====== SUPPLIED MATERIAL

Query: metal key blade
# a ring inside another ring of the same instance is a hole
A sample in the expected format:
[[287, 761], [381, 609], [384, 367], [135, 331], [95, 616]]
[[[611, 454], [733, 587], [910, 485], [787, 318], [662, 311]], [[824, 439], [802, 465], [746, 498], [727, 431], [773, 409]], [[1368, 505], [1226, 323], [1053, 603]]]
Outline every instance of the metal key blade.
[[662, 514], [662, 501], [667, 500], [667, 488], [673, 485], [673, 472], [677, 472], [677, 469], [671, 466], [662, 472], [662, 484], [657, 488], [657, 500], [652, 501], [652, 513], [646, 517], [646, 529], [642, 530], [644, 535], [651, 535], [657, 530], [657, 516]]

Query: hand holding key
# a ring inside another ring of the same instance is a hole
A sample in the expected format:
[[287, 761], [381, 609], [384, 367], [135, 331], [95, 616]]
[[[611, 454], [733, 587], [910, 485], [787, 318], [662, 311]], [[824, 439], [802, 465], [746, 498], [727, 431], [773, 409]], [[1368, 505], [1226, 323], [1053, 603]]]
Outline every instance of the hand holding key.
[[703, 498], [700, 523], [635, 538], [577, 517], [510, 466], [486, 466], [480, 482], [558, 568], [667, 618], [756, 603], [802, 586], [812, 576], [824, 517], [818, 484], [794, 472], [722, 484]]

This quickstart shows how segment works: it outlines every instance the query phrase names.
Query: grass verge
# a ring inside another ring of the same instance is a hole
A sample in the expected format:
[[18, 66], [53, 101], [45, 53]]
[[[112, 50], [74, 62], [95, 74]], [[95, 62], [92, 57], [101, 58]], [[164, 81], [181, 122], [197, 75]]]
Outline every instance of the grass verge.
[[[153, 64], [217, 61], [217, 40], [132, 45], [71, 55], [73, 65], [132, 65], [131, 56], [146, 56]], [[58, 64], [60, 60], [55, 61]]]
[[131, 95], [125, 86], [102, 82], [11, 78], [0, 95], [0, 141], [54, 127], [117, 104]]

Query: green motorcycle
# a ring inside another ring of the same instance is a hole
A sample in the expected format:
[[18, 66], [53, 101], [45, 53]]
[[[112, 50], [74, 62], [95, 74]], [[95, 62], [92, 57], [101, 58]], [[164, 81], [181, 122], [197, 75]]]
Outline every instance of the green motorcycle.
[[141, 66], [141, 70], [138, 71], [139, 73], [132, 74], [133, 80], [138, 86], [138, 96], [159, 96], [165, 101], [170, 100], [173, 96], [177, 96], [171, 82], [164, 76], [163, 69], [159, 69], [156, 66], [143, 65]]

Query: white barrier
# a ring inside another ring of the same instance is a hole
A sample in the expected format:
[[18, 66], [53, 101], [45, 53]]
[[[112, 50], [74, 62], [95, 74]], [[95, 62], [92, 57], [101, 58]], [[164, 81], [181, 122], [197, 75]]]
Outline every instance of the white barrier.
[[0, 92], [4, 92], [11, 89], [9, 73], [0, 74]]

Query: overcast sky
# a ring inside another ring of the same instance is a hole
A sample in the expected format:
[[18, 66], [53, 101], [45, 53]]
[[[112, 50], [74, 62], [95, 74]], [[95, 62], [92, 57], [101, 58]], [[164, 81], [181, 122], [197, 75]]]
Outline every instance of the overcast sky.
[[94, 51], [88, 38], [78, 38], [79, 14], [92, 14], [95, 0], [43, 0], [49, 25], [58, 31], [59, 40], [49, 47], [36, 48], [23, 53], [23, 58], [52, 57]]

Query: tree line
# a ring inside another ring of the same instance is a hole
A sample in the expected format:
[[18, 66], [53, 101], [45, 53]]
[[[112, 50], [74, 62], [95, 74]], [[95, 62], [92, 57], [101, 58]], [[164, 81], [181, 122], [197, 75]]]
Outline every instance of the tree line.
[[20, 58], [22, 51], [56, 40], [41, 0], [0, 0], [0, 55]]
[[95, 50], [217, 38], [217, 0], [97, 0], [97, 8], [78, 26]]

============

### [BRIEF]
Reproduce the material from its very beginning down to the line containing "530], [657, 516]]", including that line.

### [RESPONSE]
Query: metal key blade
# a ring inside another ring of the same instance is a hole
A sample in the expected format:
[[287, 761], [381, 609], [384, 367], [135, 331], [95, 616]]
[[[611, 454], [733, 587], [910, 485], [787, 318], [662, 311]], [[824, 439], [802, 465], [746, 498], [727, 431], [773, 409]], [[1368, 505], [1226, 323], [1053, 603]]]
Outline every instance of the metal key blade.
[[662, 514], [662, 501], [667, 500], [667, 488], [673, 485], [673, 472], [677, 472], [677, 469], [671, 466], [662, 472], [662, 484], [657, 488], [657, 500], [652, 501], [652, 513], [646, 517], [646, 529], [642, 530], [644, 535], [651, 535], [657, 530], [657, 516]]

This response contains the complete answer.